● Request 1:
What two argument settings does the ptLasso page say to pass to ptLasso for pretraining with a multinomial target?
++++ Supplied text ++++
Target grouped or multinomial reponse data • ptLasso

require(ptLasso)
#> Loading required package: ptLasso
#> Loading required package: ggplot2
#> Loading required package: glmnet
#> Loading required package: Matrix
#> Loaded glmnet 4.1-10
#> Loading required package: gridExtra

Intuition

Now we turn to the target grouped setting, where we have a dataset with a multinomial outcome and no other grouping on the observations. For example, our data might look like the following:

set.seed(1234)

n = 500; p = 75; k = 3
X = matrix(rnorm(n * p), nrow = n, ncol = p)
y = sample(1:k, n, replace = TRUE)

Xtest = matrix(rnorm(n * p), nrow = n, ncol = p)

Each row in $X$ belongs to class 1, 2 or 3, and we wish to predict class membership. We could fit a single multinomial model to the data:

multinomial = cv.glmnet(X, y, family = "multinomial")

multipreds  = predict(multinomial, Xtest, s = "lambda.min")
multipreds.class = apply(multipreds, 1, which.max)

Or, we could fit 3 one-vs-rest models; at prediction time, we would assign observations to the class with the highest probability.

class1 = cv.glmnet(X, y == 1, family = "binomial")
class2 = cv.glmnet(X, y == 2, family = "binomial")
class3 = cv.glmnet(X, y == 3, family = "binomial")

ovrpreds = cbind(
  predict(class1, Xtest, s = "lambda.min"),
  predict(class2, Xtest, s = "lambda.min"),
  predict(class3, Xtest, s = "lambda.min"))
ovrpreds.class = apply(ovrpreds, 1, which.max)

Another alternative is to do pretraining, which fits something in between one model for all data and three separate models. ptLasso will do this for you, using the arguments family = "multinomial" and use.case = "targetGroups".

fit = ptLasso(X, y, groups = y, alpha = 0.5,
              family = "multinomial", 
              use.case = "targetGroups")

But what exactly is pretraining doing here? We’ll walk through an example, doing pretraining “by hand”. The steps are:

Train an overall model: a multinomial model using a penalty on the coefficients $\beta$ so that each coefficient is either 0 or nonzero for all classes.
++++ Exercise inputs ++++
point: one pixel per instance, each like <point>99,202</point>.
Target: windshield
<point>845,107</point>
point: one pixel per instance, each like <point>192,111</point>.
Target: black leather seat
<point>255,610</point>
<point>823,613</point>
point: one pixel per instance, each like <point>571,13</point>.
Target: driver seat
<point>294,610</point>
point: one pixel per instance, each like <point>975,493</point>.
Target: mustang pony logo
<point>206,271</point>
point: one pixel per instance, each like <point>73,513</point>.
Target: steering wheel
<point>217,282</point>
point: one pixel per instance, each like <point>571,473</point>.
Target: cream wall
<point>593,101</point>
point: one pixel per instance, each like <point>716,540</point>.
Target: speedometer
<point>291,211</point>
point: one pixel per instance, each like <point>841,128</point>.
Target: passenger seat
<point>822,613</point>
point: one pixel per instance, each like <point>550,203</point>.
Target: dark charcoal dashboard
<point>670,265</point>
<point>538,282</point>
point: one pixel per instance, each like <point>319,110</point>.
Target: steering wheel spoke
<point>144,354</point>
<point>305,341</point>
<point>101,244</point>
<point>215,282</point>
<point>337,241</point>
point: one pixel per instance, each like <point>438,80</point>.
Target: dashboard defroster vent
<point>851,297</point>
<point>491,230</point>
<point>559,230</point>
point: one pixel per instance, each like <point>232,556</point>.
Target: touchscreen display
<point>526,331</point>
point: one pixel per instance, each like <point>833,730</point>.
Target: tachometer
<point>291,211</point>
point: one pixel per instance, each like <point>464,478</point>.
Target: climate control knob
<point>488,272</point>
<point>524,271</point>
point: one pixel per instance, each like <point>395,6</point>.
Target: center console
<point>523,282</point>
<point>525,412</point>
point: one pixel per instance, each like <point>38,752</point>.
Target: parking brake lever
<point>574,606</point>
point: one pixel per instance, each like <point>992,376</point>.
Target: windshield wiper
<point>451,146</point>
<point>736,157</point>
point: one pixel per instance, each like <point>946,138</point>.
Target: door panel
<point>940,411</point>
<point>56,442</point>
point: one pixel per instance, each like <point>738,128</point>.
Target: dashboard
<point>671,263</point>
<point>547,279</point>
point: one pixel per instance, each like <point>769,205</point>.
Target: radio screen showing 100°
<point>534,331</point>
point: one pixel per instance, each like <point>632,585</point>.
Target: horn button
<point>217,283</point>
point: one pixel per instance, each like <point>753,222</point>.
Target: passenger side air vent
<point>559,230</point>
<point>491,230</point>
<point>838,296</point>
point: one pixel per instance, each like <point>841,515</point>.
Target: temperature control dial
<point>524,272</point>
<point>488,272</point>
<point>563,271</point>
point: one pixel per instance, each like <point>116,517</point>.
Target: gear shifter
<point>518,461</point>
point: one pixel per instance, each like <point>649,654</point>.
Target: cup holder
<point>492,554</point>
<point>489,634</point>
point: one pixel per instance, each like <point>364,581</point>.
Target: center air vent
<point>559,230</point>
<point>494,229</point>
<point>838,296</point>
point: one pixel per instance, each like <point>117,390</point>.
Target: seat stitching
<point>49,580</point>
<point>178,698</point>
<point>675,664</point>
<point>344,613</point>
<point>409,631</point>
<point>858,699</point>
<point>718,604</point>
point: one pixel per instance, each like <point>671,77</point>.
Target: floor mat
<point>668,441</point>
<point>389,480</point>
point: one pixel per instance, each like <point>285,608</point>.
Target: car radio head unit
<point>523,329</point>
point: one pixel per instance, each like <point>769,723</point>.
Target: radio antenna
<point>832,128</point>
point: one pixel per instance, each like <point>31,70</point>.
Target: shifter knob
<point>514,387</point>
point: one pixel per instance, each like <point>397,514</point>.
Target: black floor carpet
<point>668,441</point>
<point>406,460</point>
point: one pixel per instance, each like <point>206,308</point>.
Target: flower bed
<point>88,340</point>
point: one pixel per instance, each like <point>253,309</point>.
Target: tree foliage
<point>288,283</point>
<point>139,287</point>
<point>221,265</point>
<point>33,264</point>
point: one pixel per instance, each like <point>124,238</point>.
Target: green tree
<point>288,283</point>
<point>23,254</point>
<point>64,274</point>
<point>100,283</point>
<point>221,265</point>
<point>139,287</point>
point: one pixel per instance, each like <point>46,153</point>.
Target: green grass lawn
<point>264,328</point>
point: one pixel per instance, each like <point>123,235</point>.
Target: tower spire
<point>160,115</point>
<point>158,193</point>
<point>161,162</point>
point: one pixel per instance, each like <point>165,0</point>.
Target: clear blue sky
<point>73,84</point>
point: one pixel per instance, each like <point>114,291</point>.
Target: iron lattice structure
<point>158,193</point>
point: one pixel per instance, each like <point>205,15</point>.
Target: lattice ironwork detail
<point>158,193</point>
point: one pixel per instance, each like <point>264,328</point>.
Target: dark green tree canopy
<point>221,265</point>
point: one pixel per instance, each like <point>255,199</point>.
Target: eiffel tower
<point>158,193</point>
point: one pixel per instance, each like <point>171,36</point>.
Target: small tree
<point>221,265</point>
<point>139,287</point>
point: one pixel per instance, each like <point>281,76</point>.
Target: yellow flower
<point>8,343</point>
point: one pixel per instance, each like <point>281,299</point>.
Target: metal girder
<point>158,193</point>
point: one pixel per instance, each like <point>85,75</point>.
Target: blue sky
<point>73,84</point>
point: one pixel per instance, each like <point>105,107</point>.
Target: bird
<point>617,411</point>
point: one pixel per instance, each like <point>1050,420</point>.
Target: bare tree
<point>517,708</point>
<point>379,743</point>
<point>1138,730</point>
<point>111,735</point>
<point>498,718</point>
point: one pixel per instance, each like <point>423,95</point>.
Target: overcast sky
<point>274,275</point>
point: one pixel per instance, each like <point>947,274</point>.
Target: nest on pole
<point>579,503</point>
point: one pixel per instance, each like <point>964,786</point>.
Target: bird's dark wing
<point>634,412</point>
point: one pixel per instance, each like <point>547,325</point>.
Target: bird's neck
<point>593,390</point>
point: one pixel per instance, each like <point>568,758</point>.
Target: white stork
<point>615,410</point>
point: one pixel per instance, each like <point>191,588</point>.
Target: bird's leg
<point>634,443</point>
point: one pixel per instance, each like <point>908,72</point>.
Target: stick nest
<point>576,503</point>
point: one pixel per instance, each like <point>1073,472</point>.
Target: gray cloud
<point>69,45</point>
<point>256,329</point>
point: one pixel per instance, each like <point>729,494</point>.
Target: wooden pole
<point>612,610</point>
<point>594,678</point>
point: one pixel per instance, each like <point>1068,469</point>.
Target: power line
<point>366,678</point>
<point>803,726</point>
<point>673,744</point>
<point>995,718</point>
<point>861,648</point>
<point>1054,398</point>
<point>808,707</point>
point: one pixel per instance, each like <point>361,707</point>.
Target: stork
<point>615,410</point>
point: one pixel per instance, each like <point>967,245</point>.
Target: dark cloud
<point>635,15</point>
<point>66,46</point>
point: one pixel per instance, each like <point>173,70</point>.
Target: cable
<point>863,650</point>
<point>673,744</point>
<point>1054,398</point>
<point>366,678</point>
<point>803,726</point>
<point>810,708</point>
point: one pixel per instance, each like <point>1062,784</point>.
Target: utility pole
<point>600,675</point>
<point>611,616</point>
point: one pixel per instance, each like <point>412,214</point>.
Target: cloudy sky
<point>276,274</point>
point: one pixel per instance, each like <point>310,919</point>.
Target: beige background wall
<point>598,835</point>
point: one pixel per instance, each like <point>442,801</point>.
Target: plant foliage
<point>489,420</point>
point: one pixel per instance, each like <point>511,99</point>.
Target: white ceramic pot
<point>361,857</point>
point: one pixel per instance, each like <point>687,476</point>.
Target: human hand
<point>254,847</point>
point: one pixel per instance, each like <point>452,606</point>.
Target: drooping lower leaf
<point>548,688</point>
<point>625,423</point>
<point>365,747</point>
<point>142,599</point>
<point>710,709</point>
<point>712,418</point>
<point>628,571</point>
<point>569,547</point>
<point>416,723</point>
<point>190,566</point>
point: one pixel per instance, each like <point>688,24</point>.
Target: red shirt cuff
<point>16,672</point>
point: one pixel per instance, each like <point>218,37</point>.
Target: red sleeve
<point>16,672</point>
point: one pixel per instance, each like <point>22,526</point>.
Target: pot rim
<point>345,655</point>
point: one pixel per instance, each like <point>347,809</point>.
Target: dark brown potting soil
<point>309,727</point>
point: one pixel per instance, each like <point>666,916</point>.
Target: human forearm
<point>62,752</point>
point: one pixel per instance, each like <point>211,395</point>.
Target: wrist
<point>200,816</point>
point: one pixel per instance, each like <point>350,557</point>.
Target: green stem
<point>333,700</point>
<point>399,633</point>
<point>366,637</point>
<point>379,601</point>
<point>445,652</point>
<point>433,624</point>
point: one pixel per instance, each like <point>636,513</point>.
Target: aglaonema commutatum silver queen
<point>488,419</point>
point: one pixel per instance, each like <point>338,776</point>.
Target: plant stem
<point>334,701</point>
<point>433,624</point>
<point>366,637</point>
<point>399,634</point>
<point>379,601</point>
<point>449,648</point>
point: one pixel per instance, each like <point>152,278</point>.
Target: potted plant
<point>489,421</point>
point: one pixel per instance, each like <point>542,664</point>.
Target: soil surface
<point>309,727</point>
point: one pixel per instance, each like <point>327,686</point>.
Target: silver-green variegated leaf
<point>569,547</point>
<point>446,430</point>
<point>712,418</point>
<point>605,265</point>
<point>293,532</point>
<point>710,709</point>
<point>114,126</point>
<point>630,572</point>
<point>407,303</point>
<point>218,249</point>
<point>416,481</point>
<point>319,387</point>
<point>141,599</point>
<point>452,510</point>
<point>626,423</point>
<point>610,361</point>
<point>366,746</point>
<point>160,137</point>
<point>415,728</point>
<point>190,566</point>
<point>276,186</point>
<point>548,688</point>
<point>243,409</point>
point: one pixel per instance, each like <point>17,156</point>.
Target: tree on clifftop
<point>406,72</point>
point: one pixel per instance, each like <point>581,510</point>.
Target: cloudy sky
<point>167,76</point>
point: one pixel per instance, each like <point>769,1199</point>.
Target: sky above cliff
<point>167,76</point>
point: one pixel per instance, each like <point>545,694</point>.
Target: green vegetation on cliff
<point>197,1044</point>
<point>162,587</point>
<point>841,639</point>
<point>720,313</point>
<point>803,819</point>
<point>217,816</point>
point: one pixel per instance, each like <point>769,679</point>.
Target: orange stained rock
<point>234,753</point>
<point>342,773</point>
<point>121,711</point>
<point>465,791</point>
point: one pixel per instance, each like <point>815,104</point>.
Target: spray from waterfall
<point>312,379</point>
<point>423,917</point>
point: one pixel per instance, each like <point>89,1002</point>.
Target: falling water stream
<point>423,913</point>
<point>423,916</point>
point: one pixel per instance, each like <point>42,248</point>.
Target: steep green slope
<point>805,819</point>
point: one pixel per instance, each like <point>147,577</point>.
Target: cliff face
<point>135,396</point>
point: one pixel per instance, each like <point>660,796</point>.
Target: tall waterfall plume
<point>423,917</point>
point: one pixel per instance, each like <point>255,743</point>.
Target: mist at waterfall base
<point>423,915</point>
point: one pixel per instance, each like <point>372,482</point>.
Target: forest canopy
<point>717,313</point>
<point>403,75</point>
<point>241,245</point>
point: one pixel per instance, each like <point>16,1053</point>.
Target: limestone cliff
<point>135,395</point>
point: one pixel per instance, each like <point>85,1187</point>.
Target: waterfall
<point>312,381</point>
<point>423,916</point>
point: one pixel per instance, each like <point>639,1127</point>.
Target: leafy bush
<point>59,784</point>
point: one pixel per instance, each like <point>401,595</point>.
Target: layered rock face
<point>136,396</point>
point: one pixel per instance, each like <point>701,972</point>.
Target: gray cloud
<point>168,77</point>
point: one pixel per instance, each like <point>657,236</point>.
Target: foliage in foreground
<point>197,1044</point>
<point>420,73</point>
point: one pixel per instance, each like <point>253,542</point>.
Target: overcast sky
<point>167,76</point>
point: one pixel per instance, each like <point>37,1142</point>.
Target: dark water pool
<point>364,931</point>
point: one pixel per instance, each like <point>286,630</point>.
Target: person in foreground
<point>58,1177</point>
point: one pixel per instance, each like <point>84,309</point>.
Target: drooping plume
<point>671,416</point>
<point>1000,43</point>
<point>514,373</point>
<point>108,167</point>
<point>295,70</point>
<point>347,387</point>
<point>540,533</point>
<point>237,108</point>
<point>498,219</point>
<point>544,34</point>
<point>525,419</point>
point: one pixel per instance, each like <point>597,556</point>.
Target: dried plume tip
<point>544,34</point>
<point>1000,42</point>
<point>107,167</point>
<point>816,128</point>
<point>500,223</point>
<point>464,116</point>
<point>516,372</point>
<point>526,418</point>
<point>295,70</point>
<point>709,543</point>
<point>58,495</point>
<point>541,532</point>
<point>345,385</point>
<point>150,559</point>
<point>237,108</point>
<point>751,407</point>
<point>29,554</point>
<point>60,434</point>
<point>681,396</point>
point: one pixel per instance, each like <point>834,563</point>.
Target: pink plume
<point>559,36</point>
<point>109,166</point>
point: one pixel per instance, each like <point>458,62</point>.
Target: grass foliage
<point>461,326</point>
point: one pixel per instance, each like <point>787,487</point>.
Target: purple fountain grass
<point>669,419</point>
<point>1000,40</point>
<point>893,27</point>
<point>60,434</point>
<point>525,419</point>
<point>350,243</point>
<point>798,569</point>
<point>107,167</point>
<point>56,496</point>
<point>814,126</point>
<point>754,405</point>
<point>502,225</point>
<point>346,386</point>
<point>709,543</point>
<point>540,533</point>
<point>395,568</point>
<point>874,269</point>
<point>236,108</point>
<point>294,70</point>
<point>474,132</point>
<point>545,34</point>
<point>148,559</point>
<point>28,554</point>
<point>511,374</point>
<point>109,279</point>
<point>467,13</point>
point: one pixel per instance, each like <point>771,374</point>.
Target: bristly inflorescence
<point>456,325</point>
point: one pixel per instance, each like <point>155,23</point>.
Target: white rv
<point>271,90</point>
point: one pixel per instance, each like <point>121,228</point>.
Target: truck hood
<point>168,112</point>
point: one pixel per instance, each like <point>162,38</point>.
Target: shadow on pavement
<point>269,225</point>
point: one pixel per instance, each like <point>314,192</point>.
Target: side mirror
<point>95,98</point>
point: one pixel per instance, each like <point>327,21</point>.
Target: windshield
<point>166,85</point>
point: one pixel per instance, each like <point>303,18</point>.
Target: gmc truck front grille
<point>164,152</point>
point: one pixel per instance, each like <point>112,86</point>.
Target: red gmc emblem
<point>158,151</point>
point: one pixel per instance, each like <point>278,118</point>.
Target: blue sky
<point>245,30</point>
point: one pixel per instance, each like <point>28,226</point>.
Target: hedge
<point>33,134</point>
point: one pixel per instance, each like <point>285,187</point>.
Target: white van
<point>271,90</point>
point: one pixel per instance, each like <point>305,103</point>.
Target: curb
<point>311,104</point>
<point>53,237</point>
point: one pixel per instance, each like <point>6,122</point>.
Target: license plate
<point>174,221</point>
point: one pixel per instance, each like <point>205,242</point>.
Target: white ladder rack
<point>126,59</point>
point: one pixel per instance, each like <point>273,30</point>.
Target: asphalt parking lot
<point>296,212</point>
++++
● Request 2:
From the listing, please output the lines starting with the line that contains "point: one pixel per instance, each like <point>173,70</point>." and going on through the line that contains "<point>598,835</point>", both included, reproduced character for character.

● Exercise answer 1:
family = "multinomial" and use.case = "targetGroups"

● Exercise answer 2:
point: one pixel per instance, each like <point>173,70</point>.
Target: cable
<point>863,650</point>
<point>673,744</point>
<point>1054,398</point>
<point>366,678</point>
<point>803,726</point>
<point>810,708</point>
point: one pixel per instance, each like <point>1062,784</point>.
Target: utility pole
<point>600,675</point>
<point>611,616</point>
point: one pixel per instance, each like <point>412,214</point>.
Target: cloudy sky
<point>276,274</point>
point: one pixel per instance, each like <point>310,919</point>.
Target: beige background wall
<point>598,835</point>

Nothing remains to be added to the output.